[Pointing dataset records]
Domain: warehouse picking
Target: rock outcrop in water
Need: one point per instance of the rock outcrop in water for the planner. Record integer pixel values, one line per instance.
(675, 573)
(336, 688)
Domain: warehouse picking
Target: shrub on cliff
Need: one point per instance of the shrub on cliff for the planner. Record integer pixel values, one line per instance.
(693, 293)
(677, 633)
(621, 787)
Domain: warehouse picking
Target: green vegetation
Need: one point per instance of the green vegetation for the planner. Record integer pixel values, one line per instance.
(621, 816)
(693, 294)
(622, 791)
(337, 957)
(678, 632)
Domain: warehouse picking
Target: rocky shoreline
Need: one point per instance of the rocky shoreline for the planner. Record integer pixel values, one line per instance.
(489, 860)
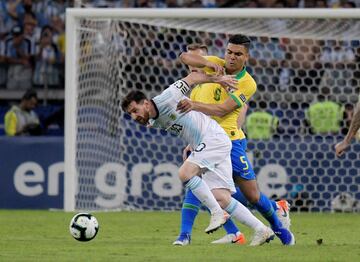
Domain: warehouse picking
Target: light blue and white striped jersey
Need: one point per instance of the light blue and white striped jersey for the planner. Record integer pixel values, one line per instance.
(191, 126)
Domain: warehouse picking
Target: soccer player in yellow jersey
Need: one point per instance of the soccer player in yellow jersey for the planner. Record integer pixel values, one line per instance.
(224, 105)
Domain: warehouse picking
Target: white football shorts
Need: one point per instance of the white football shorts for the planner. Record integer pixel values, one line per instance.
(212, 155)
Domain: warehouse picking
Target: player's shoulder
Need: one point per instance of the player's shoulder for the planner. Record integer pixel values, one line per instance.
(215, 59)
(247, 80)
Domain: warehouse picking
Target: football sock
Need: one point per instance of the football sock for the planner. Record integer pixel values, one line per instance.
(201, 190)
(239, 196)
(265, 207)
(230, 227)
(189, 211)
(241, 213)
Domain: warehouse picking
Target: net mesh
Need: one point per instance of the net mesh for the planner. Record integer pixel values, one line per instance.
(295, 62)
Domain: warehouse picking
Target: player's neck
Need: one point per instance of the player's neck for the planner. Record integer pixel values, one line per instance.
(153, 111)
(235, 72)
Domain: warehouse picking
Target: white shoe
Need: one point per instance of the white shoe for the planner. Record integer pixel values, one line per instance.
(262, 236)
(283, 213)
(182, 240)
(237, 238)
(216, 221)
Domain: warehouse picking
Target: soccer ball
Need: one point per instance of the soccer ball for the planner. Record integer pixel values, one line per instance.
(84, 227)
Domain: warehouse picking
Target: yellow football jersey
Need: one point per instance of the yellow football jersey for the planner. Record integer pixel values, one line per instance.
(215, 94)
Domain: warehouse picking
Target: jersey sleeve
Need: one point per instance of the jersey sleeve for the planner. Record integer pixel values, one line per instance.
(10, 123)
(215, 60)
(244, 92)
(173, 94)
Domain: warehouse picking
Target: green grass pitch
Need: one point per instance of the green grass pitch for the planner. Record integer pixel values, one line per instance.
(147, 236)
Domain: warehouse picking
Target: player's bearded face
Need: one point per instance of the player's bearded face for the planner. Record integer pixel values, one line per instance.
(235, 58)
(139, 112)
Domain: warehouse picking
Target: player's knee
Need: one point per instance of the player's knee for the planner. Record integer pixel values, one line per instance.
(253, 197)
(222, 197)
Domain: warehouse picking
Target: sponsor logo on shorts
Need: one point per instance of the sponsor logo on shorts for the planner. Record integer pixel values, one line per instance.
(242, 98)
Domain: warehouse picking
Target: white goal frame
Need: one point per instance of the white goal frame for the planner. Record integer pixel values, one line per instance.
(72, 19)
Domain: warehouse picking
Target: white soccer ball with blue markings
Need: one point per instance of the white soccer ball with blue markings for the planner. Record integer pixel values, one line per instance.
(84, 227)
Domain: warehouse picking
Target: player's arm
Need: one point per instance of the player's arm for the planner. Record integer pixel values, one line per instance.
(10, 124)
(196, 78)
(219, 110)
(242, 116)
(199, 61)
(236, 100)
(354, 127)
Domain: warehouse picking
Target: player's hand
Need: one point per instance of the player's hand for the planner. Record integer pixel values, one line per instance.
(341, 147)
(186, 152)
(218, 69)
(227, 81)
(185, 106)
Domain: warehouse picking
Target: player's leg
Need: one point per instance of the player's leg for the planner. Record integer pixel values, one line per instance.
(189, 211)
(189, 173)
(244, 177)
(221, 184)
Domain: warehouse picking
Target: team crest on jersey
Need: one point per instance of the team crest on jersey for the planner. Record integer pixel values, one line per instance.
(172, 117)
(242, 97)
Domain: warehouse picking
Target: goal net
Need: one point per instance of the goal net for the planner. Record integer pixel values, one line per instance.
(298, 60)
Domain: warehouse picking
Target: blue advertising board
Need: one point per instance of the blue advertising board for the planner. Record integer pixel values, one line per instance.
(32, 172)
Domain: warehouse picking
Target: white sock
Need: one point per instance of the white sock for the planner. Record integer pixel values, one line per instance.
(201, 190)
(241, 213)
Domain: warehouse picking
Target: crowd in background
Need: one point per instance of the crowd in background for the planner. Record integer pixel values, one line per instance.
(32, 35)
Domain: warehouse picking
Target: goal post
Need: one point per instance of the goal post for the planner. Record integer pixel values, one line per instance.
(298, 57)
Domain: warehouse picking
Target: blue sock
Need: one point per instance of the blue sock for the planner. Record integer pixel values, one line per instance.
(273, 203)
(189, 211)
(239, 196)
(230, 227)
(265, 207)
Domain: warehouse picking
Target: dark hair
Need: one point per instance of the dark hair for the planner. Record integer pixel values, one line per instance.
(240, 40)
(196, 46)
(136, 96)
(29, 94)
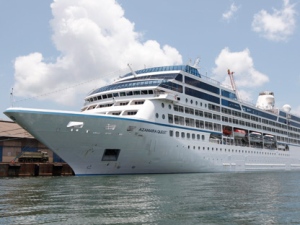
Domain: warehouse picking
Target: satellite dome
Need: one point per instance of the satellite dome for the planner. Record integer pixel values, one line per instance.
(287, 108)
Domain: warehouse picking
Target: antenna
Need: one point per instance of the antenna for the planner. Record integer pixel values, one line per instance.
(196, 63)
(12, 97)
(233, 83)
(132, 71)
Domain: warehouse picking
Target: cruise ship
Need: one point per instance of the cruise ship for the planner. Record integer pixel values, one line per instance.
(168, 119)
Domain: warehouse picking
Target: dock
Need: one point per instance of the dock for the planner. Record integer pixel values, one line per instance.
(35, 169)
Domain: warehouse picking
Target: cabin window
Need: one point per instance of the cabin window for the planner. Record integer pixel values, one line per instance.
(170, 118)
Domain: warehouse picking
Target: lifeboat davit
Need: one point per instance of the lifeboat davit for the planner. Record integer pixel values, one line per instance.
(239, 133)
(227, 131)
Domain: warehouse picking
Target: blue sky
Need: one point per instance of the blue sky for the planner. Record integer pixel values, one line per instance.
(52, 53)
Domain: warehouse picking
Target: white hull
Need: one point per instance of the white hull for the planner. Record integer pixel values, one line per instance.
(144, 148)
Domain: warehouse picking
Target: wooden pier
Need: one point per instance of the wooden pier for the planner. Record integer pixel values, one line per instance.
(35, 169)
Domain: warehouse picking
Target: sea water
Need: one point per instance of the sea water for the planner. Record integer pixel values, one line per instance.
(203, 198)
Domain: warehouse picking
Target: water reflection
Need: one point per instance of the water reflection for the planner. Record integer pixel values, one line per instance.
(240, 198)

Set problem: Every line above should be returned word for word, with the pictures left behind.

Response:
Domain: warehouse picking
Target: rock outcrop in water
Need: one point per instance of the rock outcrop in water for the planner. Record integer pixel values, one line per instance.
(675, 573)
(336, 688)
Domain: warehouse picking
Target: shrub on cliff
Need: one point per instance of the shrub on cliff for the planner. Record integer pixel values, one line per instance.
(693, 293)
(677, 633)
(621, 787)
Domain: warehouse picking
Target: green vegetation
Need: one point per instance of the green vegetation for the planner. Record integer pixel values, one line per instance.
(621, 816)
(693, 294)
(622, 791)
(337, 957)
(678, 632)
Domain: warehouse picking
Target: rocky shoreline
Need: one point per instance of the rocky shoreline for the planner. Record integer pixel values, one line per instance.
(489, 860)
Domain: warehouse picking
Target: light blue and white striped jersey
Need: one point per instance of the light blue and white striped jersey for the planner. Record integer pixel values, one line per instance.
(191, 126)
Domain: warehouse picking
Target: soccer player in yellow jersey
Need: one point per instance of the soccer player in yellow jersey for the planner. Record integer pixel values, one line per instance.
(224, 105)
Domain: warehouse picking
Target: white football shorts
Need: one point per instance of the white football shorts for the planner. Record integer pixel values, one line per instance.
(212, 155)
Domain: warehouse picking
Target: player's shoulder
Need: one point per instance of the player's shoulder for the planner. Record integer pixel values, one line per instance.
(215, 59)
(247, 80)
Domain: warehouse picking
Target: football sock
Need: one point per instance of the football sock for the planner. Record integer pixel values, one line per instance.
(201, 190)
(239, 196)
(265, 207)
(230, 227)
(189, 211)
(241, 213)
Domain: warehouse picking
Target: net mesh
Need: one point per instance of the net mesh for the planner. Record integer pixel values, one line per instance.
(295, 62)
Domain: warehouse picking
Target: player's neck
Need: one point per instance of the player's neck for the planner. Record integer pixel values, one line per instance.
(153, 111)
(235, 72)
Domain: warehouse picking
Target: white shoe
Need: one point per instance of the white shoe for the planner. Record integer pixel values, one line per instance.
(262, 236)
(283, 213)
(182, 240)
(237, 238)
(216, 221)
Domain: warehouse picking
Target: soccer ball
Need: one point per instance of the soccer ball for the planner. Record integer pixel values, one line per instance.
(84, 227)
Domain: warehouse picking
Target: yellow football jersey
Need: one point per instance of the yellow football jersey for the planner. Record integer pixel values, one line per instance.
(215, 94)
Domain: warehouse picking
Target: jersey sleeve
Need: one point per instance of the jersey sleeve for the planner. Record integer pixel values, one line per instance.
(10, 123)
(215, 60)
(244, 92)
(173, 94)
Domain: warehouse picking
Target: green grass pitch
Need: one point per instance of the green grass pitch for the planner. Record integer pixel values, one line per instance.
(147, 236)
Domain: warehouse picking
Target: player's bearded face
Need: one point per instance of the player's bearded face for the planner. Record integer pixel values, one line per instance.
(235, 58)
(139, 112)
Domain: warehouse picking
Target: player's knee
Need: one point per instance of the player's knee for the planner. Record integer pixel values, one line per instance.
(253, 197)
(222, 197)
Domain: warehouse picking
Target: sponsor logo on shorts
Need: one point per instance of the sponsor logo on shorts for the planner. Record integer pixel values, one line per instance.
(242, 98)
Domain: warehouse picking
Target: white goal frame
Need: one point per instance of the white goal frame for the planner. Record integer pixel values, one line per instance.
(72, 19)
Domain: warehouse picking
Target: white soccer ball with blue markings
Need: one point per instance of the white soccer ball with blue markings for the planner. Record integer pixel values, one line per instance.
(84, 227)
Domain: warehouse picking
Target: player's arm
Need: one point per instance of the player's arm for the planner. Record integer pixel values, one line per instance.
(10, 124)
(196, 78)
(219, 110)
(242, 116)
(199, 61)
(236, 100)
(354, 127)
Domain: warehouse picking
Target: player's hand
Need: one point per instance of the player's hand for the planner. Record integer pixel values, one line per instance.
(341, 147)
(186, 152)
(218, 69)
(227, 81)
(185, 106)
Domain: warehouse picking
Target: player's leg
Need: one point per instance of the player's leg for the planner. Record integer pixel values, one line per instance.
(189, 211)
(189, 173)
(244, 177)
(221, 184)
Domain: warehouse picking
Target: team crest on jersey
Need: one point per instance of the team crest on jersey for the planner. Record integer pixel values, one line per instance.
(172, 117)
(242, 97)
Domain: warehouse picking
Target: goal net
Need: one point per instance of the goal net for the planner. Record integer pixel values, one line per instance.
(298, 60)
Domain: warehouse picking
Target: blue advertising board
Need: one point per instance of the blue advertising board for the planner. Record integer pixel values, one line per instance.
(32, 172)
Domain: warehouse picking
Target: white sock
Need: one point per instance of the white sock for the planner. Record integer pixel values, one line per instance.
(201, 190)
(241, 213)
Domain: warehouse picking
Target: crowd in background
Need: one point per instance of the crowd in background for the planner. Record integer pixel values, one line per instance.
(32, 35)
Domain: warehouse picking
Target: goal post
Need: one point per instance of the goal post for the planner. Record integer pixel values, one line per instance.
(298, 57)
Domain: warehouse picking
Target: blue sock
Need: one point per instance of the blue sock for the planner. Record integer pixel values, one line per instance.
(273, 203)
(189, 211)
(239, 196)
(230, 227)
(265, 207)
Domain: warehouse picking
Target: dark hair
Need: one point per instance of the dark hair for the planner. Record integer pixel values, one line per instance.
(240, 40)
(196, 46)
(136, 96)
(29, 94)
Domain: warehouse picking
Target: satellite dome
Need: one point per instance of the satellite dome for the planner. Record integer pixel values, one line per instance.
(287, 108)
Domain: warehouse picking
Target: antenna
Need: one point per instance of the antenna for the planner. Record integer pixel values, one line per instance.
(196, 63)
(12, 97)
(233, 83)
(132, 71)
Domain: warehouse picking
Target: cruise ship
Need: one point per instance of the cruise ship for the planner. Record integer pixel values, one line per instance.
(168, 119)
Domain: warehouse picking
Target: dock
Need: one point per instance of the dock for the planner. Record integer pixel values, one line per instance.
(35, 169)
Domain: warehouse picking
Target: cabin window
Need: one point per instance of the cabin window for the planner. Record integer pixel values, one line per instance.
(170, 118)
Domain: warehouse picking
Target: lifeboat davit
Need: one point per instance of the lifeboat davit for the planner. Record integer pixel values, one line per instance.
(239, 133)
(227, 131)
Domain: warehouse picking
Target: blue sky
Need: one point per instance of the blue sky for the planner. Record integer pixel values, one line per instance.
(52, 53)
Domain: warehouse picking
Target: white hull
Need: one point per instance of the white hull for the planner. Record integer pixel values, one line per instance.
(144, 148)
Domain: warehouse picking
Target: wooden pier
Need: one point per instance of the wooden pier for the planner. Record integer pixel values, one line per instance.
(35, 169)
Domain: warehouse picking
Target: sea water
Need: one point per instance of the sea water for the planner. Record integer pixel values, one line per instance.
(203, 198)
Domain: warehouse picking
Target: water reflection
Need: one point per instance of the water reflection for the planner. Record integer pixel values, one line per instance.
(240, 198)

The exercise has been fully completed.